▶ [Фрагмент текста]:
»»
Все вышесказанное — о способе вести спор, но косвенно — и о его сути. Мне кажется очень важным, что во временных границах прошлого века противостояние славянофильства и западничества было оправдано всей связью составляющих специфической для этого века ситуации: с одной стороны — непосредственное наследование культурной, жизненной и попросту бытовой традиции, все в нерасторжимом единстве; с другой — всемирная широта идеи. Все ясно с наивной простотой, которой нельзя повторить: вот тут «родное», вон там — «вселенское». Кто-то берется воплощать собой «тезис», кто-то — «антитезис», словно при правильном судоговорении или в парламентских дебатах.
Теперь, когда столько воды утекло, мы не можем, не причиняя своему историческому пониманию насилия, не видеть, что, «правы», ненаучно выражаясь, были те и другие, и что русская культура реально существует в противоречивом единстве обоих полюсов, обоих противоречий, которые друг друга предполагали, друг друга подталкивали — как помог Чаадаев появлению, самоопределению славянофильства! — и на каждом шагу, как мы только что успели убедиться, друг в друга перетекали. Это значит, что у нас не получится с чистой совестью, без насильственного упрощения и обеднения своей же собственной умственной жизни, попросту принять сторону тех или других, «быть» теми или другими. Объективная содержательность выступлений обеих сторон — плодотворных не в последнюю очередь как вызов для противоположной стороны — взаимоопосредована, «снята» в гегелевском смысле. Вот такой, «снятой», мы ее имеем шанс по-настоящему усвоить. Все остальное — скорее предлог для ссоры, чем что-либо иное. «Я ненавижу ссору, потому что она портит удовольствие от спора»,— сказал Честертон.
Остается, конечно, право каждого живее чувствовать ту сторону дела, которую его личный опыт сделал для него более кровной. Это право должно быть признано за всеми; но оно предполагает, что чужой опыт существует — и в качестве существующего принимается, если не к сердцу («сердцу не прикажешь»), то хотя бы к сведению. На это и дан лю дям разум: принимать друг друга к сведению. Разум — это посредник, неподкупный и непокладистый третейский судья, он напоминает сторонам: помимо вашей обиды на них, есть еще их обида на вас, а если разум совсем разумен, он добавит: в сумме обид есть еще и такие, о которых даже я, разум, пока не знаю... Что делать с обидами? Не забывать— забвение вещь опасная и слишком много захватывает,— а нечто совсем иное: спорить и прощать в ясном и трезвенном сознании своей небезвинности. В истории невиноватых нету.
««
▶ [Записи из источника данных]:
»»
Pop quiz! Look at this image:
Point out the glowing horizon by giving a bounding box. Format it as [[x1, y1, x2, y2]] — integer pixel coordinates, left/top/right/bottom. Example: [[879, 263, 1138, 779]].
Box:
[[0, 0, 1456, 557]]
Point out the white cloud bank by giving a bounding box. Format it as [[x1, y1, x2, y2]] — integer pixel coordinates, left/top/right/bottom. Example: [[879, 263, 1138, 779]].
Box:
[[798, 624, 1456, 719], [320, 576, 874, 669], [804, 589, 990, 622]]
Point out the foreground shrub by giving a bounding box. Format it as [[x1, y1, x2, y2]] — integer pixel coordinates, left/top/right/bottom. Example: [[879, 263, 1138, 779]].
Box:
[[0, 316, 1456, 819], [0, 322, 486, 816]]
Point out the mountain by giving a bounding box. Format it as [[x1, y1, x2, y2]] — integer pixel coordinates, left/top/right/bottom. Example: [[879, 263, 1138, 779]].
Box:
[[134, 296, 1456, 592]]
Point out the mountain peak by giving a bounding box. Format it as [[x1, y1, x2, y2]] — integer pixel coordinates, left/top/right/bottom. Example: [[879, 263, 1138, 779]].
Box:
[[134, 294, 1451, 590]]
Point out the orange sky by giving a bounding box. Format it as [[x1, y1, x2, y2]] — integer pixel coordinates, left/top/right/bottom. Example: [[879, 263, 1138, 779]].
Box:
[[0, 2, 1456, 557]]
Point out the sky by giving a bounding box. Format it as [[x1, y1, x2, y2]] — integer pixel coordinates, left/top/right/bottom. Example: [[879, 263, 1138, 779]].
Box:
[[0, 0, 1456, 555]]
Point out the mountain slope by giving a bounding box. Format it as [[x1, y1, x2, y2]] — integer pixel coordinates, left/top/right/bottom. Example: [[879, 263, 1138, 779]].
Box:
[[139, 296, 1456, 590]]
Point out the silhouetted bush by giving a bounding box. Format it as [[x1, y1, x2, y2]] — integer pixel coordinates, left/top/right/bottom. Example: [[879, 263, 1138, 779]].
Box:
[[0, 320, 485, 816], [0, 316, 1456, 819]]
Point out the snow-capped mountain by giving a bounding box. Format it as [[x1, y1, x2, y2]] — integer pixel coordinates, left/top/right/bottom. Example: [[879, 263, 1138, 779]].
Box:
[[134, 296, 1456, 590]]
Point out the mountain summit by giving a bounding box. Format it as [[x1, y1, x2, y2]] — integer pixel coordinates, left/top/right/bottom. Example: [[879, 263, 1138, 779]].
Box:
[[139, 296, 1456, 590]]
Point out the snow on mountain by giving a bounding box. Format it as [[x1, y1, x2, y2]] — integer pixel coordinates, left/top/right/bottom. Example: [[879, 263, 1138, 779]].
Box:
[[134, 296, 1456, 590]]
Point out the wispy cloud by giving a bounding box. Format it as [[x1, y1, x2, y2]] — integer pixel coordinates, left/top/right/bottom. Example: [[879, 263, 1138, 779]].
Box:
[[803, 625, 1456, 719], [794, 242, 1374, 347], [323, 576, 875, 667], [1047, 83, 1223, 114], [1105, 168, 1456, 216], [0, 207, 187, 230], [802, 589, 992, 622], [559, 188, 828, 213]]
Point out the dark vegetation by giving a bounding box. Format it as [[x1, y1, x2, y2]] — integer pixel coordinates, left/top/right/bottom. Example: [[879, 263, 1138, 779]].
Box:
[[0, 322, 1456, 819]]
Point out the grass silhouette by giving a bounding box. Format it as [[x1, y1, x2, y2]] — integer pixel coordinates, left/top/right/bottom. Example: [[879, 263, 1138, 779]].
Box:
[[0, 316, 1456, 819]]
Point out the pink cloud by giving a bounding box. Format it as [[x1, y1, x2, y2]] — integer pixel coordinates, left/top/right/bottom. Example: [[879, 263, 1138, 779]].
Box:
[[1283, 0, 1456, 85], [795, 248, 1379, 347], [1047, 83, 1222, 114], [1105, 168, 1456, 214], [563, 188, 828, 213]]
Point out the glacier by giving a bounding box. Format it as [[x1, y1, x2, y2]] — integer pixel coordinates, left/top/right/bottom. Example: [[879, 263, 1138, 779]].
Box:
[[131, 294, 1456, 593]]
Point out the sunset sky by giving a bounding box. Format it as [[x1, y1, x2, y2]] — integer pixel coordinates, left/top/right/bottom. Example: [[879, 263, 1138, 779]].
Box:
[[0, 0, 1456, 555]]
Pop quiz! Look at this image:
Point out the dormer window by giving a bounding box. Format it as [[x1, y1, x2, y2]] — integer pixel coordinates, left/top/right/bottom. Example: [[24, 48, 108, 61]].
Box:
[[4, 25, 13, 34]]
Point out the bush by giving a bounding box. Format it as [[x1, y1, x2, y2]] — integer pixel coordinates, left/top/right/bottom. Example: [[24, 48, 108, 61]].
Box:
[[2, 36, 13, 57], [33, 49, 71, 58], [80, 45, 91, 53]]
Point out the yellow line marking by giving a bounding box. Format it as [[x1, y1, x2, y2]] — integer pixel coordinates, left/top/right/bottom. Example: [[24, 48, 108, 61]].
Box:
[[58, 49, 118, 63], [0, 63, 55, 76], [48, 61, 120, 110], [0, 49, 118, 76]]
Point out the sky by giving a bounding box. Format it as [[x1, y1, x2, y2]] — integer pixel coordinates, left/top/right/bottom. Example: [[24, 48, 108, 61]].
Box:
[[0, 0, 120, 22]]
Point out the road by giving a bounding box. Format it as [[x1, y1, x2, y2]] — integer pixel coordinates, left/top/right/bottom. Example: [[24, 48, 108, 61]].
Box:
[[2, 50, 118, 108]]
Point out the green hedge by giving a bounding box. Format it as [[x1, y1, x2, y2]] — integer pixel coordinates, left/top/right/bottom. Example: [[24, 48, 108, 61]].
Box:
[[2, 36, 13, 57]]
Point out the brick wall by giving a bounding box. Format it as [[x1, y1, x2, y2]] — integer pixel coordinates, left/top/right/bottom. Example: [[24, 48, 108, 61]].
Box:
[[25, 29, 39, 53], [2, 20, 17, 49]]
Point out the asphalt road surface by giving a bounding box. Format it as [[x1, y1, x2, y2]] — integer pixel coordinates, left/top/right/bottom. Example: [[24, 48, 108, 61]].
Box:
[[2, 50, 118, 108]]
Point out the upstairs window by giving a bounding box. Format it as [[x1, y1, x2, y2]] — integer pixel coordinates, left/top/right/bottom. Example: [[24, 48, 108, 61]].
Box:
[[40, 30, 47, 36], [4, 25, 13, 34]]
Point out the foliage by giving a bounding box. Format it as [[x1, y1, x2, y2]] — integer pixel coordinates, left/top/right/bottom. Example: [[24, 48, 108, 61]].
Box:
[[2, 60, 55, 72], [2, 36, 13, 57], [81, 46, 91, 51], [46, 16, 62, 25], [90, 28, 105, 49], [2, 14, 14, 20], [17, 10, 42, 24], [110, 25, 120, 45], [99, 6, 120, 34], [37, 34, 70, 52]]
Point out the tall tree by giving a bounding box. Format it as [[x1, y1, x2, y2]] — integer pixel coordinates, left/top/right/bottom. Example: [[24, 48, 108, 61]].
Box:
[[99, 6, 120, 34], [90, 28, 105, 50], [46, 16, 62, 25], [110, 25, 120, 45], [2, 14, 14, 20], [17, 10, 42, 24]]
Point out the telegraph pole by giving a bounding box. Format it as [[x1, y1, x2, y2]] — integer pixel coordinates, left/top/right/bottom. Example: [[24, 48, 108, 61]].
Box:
««
▶ [Задача]: Продолжите текст о споре славянофилов и западников, начав сразу после его последней фразы. Список — самостоятельный материал, не связанный с текстом.

▶ [Ответ]:
Уже цитированный мною Честертон говорил, что фанатик — не тот, кто с жаром защищает свои убеждения и соответственно оспаривает то, что с ними несовместно, а тот, кто вообще не способен увидеть чужое убеждение как убеждение, чужую идею как идею, сама недоброкачественность которой, если имеется, принадлежит мыслительному порядку вещей. Кто воображает, будто противников непременно подкупили или в лучшем случае совратили. Традиция учит, что есть и мысленный грех, который, может статься, тяжелее всех других,— но это именно грех мысли, а не какой-то иной.
В определенных границах каждый имеет право и даже обязанность защищать в случаях «коллизий» те ценности, которые ему лично ближе всего; проблема в том, чтобы не нарушались границы дозволенной обороны. А главное, должно быть ясно, что права и обязанности противоположной стороны те же самые. Не должно быть наигранного или, во вся ком случае, бессмысленного удивления: да как они смеют? да откуда они взялись? И взялись, и смеют. Мы достаточно опытны, чтобы знать, до чего мы разные; но только все вместе мы составляем отечество, не говоря уже о человечестве. Какие есть. Как сказано у Гегеля, истинное— это целое.